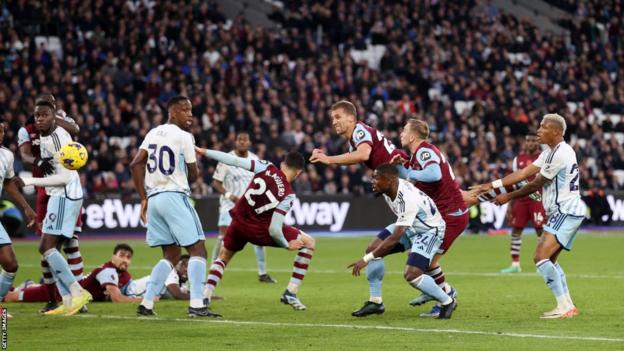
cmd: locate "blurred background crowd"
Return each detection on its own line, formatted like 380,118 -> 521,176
0,0 -> 624,206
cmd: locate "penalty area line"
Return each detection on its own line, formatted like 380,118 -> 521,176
76,314 -> 624,343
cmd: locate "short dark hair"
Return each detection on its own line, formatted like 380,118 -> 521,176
375,163 -> 399,178
284,151 -> 305,170
329,100 -> 357,118
35,100 -> 56,111
35,94 -> 56,105
167,95 -> 191,110
113,243 -> 134,255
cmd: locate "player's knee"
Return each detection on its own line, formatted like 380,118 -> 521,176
403,267 -> 423,282
2,260 -> 19,273
299,232 -> 316,249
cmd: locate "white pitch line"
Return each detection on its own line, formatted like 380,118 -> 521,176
78,315 -> 624,343
20,263 -> 624,279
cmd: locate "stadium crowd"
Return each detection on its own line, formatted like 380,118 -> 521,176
0,0 -> 624,201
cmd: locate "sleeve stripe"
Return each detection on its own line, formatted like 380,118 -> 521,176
423,160 -> 438,169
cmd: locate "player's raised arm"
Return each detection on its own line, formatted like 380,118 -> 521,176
195,146 -> 268,173
130,148 -> 147,223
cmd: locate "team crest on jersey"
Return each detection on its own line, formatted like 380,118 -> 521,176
355,130 -> 364,140
420,151 -> 431,161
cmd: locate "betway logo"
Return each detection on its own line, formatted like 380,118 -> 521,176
607,195 -> 624,221
479,202 -> 509,229
285,199 -> 350,232
87,199 -> 142,229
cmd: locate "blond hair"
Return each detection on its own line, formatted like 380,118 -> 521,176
407,118 -> 429,140
543,113 -> 567,136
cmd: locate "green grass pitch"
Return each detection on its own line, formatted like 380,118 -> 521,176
4,233 -> 624,351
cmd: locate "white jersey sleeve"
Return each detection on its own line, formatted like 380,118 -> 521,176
95,267 -> 119,286
17,127 -> 32,146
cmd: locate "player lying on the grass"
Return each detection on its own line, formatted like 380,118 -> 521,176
474,114 -> 585,319
349,164 -> 457,319
196,147 -> 315,310
388,118 -> 470,317
501,131 -> 546,273
121,255 -> 191,300
15,100 -> 92,315
4,244 -> 141,311
130,96 -> 218,317
0,121 -> 36,310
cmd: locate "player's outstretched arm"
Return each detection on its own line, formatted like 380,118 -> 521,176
494,174 -> 550,205
469,164 -> 540,193
106,284 -> 143,302
4,178 -> 37,227
310,143 -> 373,165
17,165 -> 71,187
195,146 -> 254,172
347,225 -> 407,277
167,284 -> 191,300
397,163 -> 442,183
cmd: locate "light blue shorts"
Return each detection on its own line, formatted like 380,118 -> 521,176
41,195 -> 82,239
0,225 -> 11,246
147,192 -> 206,247
544,212 -> 585,251
217,209 -> 232,227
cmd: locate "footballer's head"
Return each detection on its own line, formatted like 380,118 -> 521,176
524,130 -> 539,154
176,255 -> 191,282
280,151 -> 305,182
329,100 -> 357,138
234,132 -> 251,155
373,163 -> 399,194
35,94 -> 56,109
537,113 -> 567,145
35,100 -> 56,132
111,243 -> 134,271
401,118 -> 429,147
167,95 -> 193,130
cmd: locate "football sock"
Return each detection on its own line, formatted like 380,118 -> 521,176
409,274 -> 453,305
188,256 -> 206,308
0,271 -> 15,301
286,247 -> 314,294
366,257 -> 386,303
63,235 -> 84,281
425,266 -> 451,292
511,235 -> 522,266
43,249 -> 82,296
254,245 -> 266,275
204,259 -> 225,299
555,262 -> 574,306
141,258 -> 172,309
536,259 -> 568,308
212,237 -> 223,262
41,257 -> 58,301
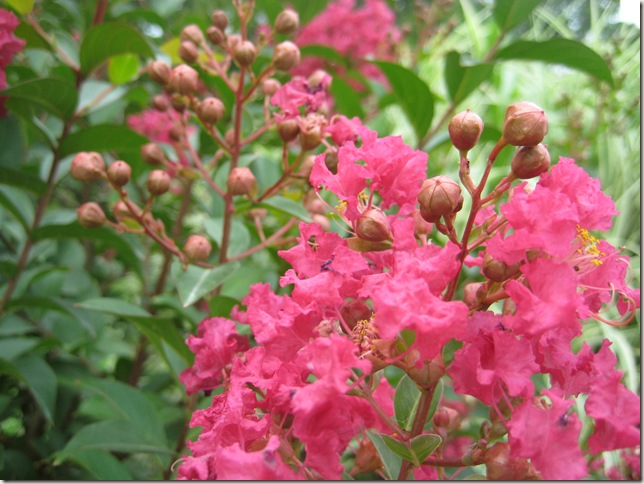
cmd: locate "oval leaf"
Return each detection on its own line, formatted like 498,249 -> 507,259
495,39 -> 613,86
79,22 -> 154,74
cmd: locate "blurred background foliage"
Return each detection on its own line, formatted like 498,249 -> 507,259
0,0 -> 640,480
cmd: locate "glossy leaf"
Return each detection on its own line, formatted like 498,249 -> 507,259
445,51 -> 494,104
373,61 -> 434,139
79,22 -> 154,74
495,39 -> 613,86
1,78 -> 78,119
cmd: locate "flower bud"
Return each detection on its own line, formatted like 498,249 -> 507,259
262,77 -> 282,97
210,10 -> 228,32
233,40 -> 257,67
107,160 -> 132,187
418,175 -> 463,223
355,207 -> 392,242
179,40 -> 199,64
275,8 -> 300,34
503,101 -> 548,146
277,119 -> 300,143
512,144 -> 550,180
148,61 -> 171,85
273,40 -> 300,71
447,109 -> 483,151
206,25 -> 226,45
179,24 -> 204,45
141,143 -> 166,165
183,235 -> 212,261
226,166 -> 257,195
196,97 -> 226,124
168,64 -> 199,96
71,151 -> 105,183
76,202 -> 107,229
145,170 -> 172,196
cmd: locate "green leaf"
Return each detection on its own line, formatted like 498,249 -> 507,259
394,374 -> 421,431
495,39 -> 613,86
60,124 -> 148,156
492,0 -> 542,32
79,22 -> 154,74
367,430 -> 402,480
107,54 -> 141,85
445,51 -> 494,104
176,262 -> 240,308
372,61 -> 434,140
1,78 -> 78,119
411,434 -> 441,463
67,450 -> 134,481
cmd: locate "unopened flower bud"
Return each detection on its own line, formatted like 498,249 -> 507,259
168,64 -> 199,96
356,207 -> 391,242
226,166 -> 257,195
210,10 -> 228,32
179,24 -> 204,45
107,160 -> 132,187
206,25 -> 226,45
277,119 -> 300,143
503,101 -> 548,146
145,170 -> 172,196
234,40 -> 257,67
512,144 -> 550,180
197,97 -> 226,124
76,202 -> 107,229
275,8 -> 300,34
447,109 -> 483,151
418,175 -> 463,223
148,61 -> 171,85
71,151 -> 105,183
179,40 -> 199,64
273,40 -> 300,71
262,77 -> 282,97
183,235 -> 212,261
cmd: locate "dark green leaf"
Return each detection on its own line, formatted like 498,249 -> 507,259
60,124 -> 148,156
373,61 -> 434,139
79,22 -> 154,74
445,51 -> 494,104
1,78 -> 78,119
495,39 -> 613,86
492,0 -> 542,32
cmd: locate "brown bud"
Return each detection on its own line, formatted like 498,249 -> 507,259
71,151 -> 105,183
273,40 -> 300,71
262,78 -> 282,97
148,61 -> 171,85
168,64 -> 199,96
275,8 -> 300,34
179,40 -> 199,64
197,97 -> 226,124
206,25 -> 226,45
355,207 -> 392,242
503,101 -> 548,146
418,175 -> 463,223
512,144 -> 550,180
183,235 -> 212,261
179,24 -> 204,45
141,143 -> 166,165
145,170 -> 172,196
277,119 -> 300,143
226,166 -> 257,195
233,40 -> 257,67
210,10 -> 228,32
76,202 -> 107,229
107,160 -> 132,187
447,109 -> 483,151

* _Stated goal_: Starting at the beginning of the records and ending at the line that contains "423,160 -> 438,169", repeat those lines, requests included, with every answer coordinate multiplied by 1.45 and rounded to a whole number, halves rounded up. Keep the requests and their format samples unchanged, and leave the pictures out.

* _Response for this exercise_:
cmd: locate "blurred background crowd"
Return each detection on its own line, formatted like 380,118 -> 521,176
0,0 -> 905,299
cmd: locate "penalty area line"
Return each detection on its own line, formatted like 380,118 -> 521,176
110,455 -> 905,497
cmd: locate "short dark hair"
Return each detection on its own line, formatted like 380,118 -> 521,176
544,236 -> 579,258
412,219 -> 442,247
477,145 -> 518,171
51,145 -> 81,161
51,136 -> 81,152
242,138 -> 277,160
164,352 -> 194,370
cmd: locate "player's knee"
Return each detection on its own line, formatted like 380,118 -> 521,176
584,387 -> 613,409
3,377 -> 28,396
434,336 -> 458,361
cmd: locate "white pitch line"
Return each detection on its own line, formatted like 380,118 -> 521,176
113,457 -> 905,497
29,381 -> 905,405
cmd: locate "stadium crowd"
Return each detection on its own line, formatted like 380,118 -> 521,176
0,0 -> 905,291
cmd: locate "sleeve stripe"
Return each detection on its own line, formatted like 380,118 -> 521,176
613,232 -> 635,245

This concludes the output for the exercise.